— WHAT IS BEING ASKED —
Copy these lines word for word, starting at the line containing "Target: person in boat" and stopping after the line containing "POLYGON ((139 50, 110".

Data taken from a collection
·····

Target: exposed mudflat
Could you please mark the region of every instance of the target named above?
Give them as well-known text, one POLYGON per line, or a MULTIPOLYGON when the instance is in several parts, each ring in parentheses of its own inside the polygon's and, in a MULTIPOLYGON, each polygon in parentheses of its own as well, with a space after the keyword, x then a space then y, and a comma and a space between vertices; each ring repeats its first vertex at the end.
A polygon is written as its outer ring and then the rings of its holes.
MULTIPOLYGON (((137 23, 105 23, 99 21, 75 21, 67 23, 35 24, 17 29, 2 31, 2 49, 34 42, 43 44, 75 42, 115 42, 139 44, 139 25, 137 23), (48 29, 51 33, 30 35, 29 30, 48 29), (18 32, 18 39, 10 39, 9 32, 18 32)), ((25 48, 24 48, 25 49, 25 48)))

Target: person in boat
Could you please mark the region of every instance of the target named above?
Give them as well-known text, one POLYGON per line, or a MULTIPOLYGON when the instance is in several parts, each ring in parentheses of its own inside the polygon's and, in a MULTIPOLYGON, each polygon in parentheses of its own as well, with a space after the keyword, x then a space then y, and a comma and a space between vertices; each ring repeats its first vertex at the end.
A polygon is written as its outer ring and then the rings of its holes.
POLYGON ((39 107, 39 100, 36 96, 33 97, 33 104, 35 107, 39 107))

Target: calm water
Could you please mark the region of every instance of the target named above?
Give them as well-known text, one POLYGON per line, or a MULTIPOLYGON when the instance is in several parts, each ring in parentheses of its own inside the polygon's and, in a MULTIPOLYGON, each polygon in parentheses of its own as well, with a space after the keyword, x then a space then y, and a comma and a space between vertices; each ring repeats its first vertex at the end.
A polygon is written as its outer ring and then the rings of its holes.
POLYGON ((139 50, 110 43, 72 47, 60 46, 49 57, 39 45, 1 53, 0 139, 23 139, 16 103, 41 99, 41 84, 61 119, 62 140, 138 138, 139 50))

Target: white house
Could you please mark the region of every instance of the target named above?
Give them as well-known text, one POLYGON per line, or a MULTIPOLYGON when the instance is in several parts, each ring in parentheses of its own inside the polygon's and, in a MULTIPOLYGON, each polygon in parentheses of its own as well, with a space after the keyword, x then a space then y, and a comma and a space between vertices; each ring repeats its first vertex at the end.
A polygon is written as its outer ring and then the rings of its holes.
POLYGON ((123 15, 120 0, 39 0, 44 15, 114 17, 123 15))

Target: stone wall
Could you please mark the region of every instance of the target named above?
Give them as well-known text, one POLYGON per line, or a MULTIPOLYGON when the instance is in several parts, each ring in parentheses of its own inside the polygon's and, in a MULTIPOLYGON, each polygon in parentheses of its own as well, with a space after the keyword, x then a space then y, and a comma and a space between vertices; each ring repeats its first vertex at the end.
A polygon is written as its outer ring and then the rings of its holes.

·····

— THE REPLY —
Target: person in boat
Could you please mark the region of every instance of the target named above?
Give them as well-known text, one POLYGON per line, or a MULTIPOLYGON when the instance is in several parts, each ring in parentheses of its own inside the polygon's and, in a MULTIPOLYGON, each polygon in parentheses of its own as well, with a space after the keyword, x then a space then y, and a comma and a space between vertices; each ring repeats its first vertex at the end.
A polygon is written as its outer ring and then the rings of its holes.
POLYGON ((39 107, 39 100, 36 96, 33 97, 33 104, 35 107, 39 107))

Target: calm water
Could you please mark the region of every instance of the target named above?
Give them as well-known text, one POLYGON per line, or a MULTIPOLYGON when the instance is in several parts, each ring in parentheses of its own inside the polygon's and, in a MULTIPOLYGON, each polygon in parentheses of its own as well, with a space after the keyword, x then a space then y, and a comma and a space between vertices; each ring repeats its first vertex at the end.
A polygon is written as its outer ring and then the rings of its holes.
POLYGON ((139 50, 110 43, 72 47, 60 46, 49 57, 39 45, 1 53, 0 139, 23 139, 16 103, 41 99, 41 84, 61 119, 62 140, 138 138, 139 50))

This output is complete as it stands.